Dataset items:
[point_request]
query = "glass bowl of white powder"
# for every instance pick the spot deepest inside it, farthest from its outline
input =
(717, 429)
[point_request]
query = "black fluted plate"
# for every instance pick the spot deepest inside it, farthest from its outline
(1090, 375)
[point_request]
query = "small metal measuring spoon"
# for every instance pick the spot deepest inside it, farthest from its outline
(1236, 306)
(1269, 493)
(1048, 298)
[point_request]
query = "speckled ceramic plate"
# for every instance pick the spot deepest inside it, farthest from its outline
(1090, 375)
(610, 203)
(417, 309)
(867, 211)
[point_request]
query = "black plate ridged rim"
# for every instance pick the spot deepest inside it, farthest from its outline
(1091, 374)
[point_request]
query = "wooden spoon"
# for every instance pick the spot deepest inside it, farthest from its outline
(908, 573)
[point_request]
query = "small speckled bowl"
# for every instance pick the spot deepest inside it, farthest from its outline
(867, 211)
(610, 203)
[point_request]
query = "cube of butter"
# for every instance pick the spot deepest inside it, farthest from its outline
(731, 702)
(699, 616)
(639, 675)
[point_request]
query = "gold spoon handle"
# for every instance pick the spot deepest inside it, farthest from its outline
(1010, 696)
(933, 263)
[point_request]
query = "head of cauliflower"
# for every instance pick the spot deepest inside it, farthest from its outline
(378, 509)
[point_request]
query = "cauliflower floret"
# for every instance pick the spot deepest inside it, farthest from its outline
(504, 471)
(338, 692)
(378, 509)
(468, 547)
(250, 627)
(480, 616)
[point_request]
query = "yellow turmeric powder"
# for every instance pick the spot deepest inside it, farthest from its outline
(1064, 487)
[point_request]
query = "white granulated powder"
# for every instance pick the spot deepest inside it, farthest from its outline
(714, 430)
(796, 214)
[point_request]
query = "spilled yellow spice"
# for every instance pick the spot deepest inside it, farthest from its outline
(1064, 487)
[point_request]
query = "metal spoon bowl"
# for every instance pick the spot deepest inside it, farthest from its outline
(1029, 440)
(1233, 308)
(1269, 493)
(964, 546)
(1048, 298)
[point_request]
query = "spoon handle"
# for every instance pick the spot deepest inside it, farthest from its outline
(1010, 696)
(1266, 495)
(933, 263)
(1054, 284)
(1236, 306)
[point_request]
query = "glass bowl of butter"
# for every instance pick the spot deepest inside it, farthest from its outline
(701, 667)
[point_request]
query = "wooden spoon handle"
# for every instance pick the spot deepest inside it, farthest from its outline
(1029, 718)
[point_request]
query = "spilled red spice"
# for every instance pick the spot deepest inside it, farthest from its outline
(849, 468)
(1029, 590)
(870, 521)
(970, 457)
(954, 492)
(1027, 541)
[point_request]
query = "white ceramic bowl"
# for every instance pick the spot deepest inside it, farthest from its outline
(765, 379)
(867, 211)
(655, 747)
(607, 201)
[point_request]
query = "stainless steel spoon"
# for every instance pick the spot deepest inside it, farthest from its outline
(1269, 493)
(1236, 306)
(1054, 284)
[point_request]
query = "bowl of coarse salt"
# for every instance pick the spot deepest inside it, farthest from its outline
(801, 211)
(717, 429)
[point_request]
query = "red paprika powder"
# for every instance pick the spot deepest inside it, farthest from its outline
--
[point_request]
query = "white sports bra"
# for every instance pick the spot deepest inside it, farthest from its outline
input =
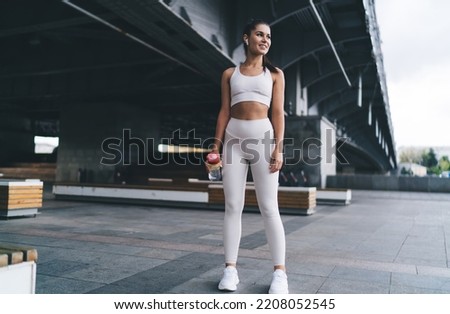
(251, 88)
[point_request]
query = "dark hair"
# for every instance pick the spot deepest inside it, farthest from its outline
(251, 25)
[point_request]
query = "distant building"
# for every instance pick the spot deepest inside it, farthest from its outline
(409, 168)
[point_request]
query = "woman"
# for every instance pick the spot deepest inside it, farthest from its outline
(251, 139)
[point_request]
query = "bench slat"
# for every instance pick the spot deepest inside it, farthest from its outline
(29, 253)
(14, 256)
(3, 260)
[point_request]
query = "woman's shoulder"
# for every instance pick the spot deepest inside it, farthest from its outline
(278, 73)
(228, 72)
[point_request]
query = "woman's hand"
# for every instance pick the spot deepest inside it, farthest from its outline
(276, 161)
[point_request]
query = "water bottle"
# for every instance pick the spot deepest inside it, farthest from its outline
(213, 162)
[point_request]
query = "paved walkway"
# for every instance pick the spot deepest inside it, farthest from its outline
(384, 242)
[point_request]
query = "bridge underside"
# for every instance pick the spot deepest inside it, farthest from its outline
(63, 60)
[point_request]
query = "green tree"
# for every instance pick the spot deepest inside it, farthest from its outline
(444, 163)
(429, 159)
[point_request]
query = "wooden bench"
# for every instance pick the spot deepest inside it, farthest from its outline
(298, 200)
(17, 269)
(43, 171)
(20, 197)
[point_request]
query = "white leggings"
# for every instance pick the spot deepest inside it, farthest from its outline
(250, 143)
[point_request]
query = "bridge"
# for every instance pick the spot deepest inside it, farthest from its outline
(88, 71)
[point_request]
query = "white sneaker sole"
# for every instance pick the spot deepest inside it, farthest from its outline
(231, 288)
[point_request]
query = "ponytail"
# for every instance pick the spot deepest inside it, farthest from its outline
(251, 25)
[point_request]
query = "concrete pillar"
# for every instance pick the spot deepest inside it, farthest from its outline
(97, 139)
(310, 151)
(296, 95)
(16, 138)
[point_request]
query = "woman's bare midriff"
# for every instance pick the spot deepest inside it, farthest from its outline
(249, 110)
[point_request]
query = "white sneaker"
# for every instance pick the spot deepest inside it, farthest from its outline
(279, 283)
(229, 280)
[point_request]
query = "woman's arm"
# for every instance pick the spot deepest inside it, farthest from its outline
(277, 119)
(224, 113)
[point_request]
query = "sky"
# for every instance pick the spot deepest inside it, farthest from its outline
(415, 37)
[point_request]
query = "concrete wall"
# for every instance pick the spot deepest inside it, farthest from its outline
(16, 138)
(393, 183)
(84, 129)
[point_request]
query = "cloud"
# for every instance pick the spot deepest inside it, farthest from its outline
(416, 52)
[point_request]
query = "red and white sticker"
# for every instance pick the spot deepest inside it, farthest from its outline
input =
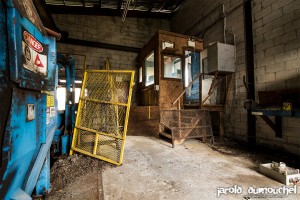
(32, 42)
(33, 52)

• **PROBLEM REQUIREMENTS**
Would you show every line in the data above that contains the string "spice"?

• **FINISHED EXERCISE**
query = "spilled yellow spice"
query = "spilled red spice"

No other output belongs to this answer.